**Aim of the task**
Rewrite the items below, changing every "follow this form" to "use this format" and leaving everything else as it is.

(Excerpts from point annotation data)
----------------
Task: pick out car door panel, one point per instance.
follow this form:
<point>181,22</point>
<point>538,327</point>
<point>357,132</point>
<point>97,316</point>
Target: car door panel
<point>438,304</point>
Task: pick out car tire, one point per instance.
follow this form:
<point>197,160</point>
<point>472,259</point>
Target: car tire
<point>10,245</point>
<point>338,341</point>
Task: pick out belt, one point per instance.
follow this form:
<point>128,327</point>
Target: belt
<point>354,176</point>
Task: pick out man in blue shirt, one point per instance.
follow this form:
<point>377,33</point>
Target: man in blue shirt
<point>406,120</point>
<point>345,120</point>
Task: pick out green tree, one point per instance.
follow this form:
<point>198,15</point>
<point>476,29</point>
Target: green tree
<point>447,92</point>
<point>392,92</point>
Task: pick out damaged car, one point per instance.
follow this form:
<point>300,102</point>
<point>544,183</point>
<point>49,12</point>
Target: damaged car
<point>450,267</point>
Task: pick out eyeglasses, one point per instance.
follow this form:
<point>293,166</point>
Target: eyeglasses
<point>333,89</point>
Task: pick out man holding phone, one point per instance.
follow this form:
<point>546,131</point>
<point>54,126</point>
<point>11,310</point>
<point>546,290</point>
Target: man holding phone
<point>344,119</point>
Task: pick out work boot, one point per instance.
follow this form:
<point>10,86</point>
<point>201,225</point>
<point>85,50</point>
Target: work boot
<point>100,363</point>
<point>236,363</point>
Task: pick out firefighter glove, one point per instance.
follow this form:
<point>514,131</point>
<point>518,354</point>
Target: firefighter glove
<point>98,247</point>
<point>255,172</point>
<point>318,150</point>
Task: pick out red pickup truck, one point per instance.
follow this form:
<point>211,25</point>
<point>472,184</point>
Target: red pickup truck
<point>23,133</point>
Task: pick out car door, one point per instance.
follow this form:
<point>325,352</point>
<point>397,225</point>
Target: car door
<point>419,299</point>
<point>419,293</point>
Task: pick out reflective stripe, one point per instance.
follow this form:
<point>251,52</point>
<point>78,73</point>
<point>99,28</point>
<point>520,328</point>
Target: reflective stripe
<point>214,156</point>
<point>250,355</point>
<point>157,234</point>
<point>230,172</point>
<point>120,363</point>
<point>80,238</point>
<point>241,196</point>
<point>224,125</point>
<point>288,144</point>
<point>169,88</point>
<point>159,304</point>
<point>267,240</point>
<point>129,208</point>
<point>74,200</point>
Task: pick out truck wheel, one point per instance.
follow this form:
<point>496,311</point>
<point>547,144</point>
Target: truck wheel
----------------
**Response to this task**
Task: pick out car door panel, one point per instance.
use this format:
<point>181,22</point>
<point>538,327</point>
<point>357,132</point>
<point>97,316</point>
Target: car door panel
<point>438,304</point>
Task: pick out car tire, one point per instance.
use this format:
<point>197,160</point>
<point>472,259</point>
Target: car tire
<point>10,245</point>
<point>338,341</point>
Task: pick out belt, one point per instance.
use this format:
<point>128,327</point>
Target: belt
<point>354,176</point>
Task: pick out man in blue shirt, one point per instance.
use this format:
<point>377,33</point>
Target: man in blue shirt
<point>406,120</point>
<point>345,120</point>
Task: pick out green tree, one point per instance.
use this format:
<point>198,15</point>
<point>476,29</point>
Target: green tree
<point>447,92</point>
<point>392,92</point>
Task: pick out damaged car, one point per instance.
use this format:
<point>300,102</point>
<point>544,183</point>
<point>49,12</point>
Target: damaged car
<point>450,267</point>
Task: pick out eyeglasses, one point per instance.
use this format:
<point>293,166</point>
Target: eyeglasses
<point>333,89</point>
Task: pick out man holding phone, one point per instance.
use this format:
<point>546,131</point>
<point>54,126</point>
<point>11,310</point>
<point>546,290</point>
Target: man holding phone
<point>344,119</point>
Task: pick out work boot, one point per instance.
use this format:
<point>10,86</point>
<point>201,225</point>
<point>85,50</point>
Target: work boot
<point>100,363</point>
<point>236,363</point>
Task: pick out firefighter glove, one point per instance.
use this format:
<point>514,131</point>
<point>518,354</point>
Target: firefighter glove
<point>98,247</point>
<point>255,172</point>
<point>318,150</point>
Task: pick out red pickup truck, one point per instance.
use this format:
<point>211,25</point>
<point>472,184</point>
Target: red pickup truck
<point>23,133</point>
Task: pick out car door, one point per instance.
use this format:
<point>325,352</point>
<point>397,225</point>
Target: car door
<point>419,299</point>
<point>419,293</point>
Task: pick out reflective stripe, one point per instance.
use this format:
<point>251,52</point>
<point>78,73</point>
<point>99,28</point>
<point>520,328</point>
Target: reflective stripe
<point>214,156</point>
<point>250,355</point>
<point>157,234</point>
<point>230,172</point>
<point>120,363</point>
<point>80,238</point>
<point>241,196</point>
<point>224,125</point>
<point>288,144</point>
<point>169,88</point>
<point>159,304</point>
<point>267,240</point>
<point>129,208</point>
<point>74,200</point>
Task: pick out truck wheel, one point per instance.
use this format:
<point>496,311</point>
<point>547,144</point>
Target: truck wheel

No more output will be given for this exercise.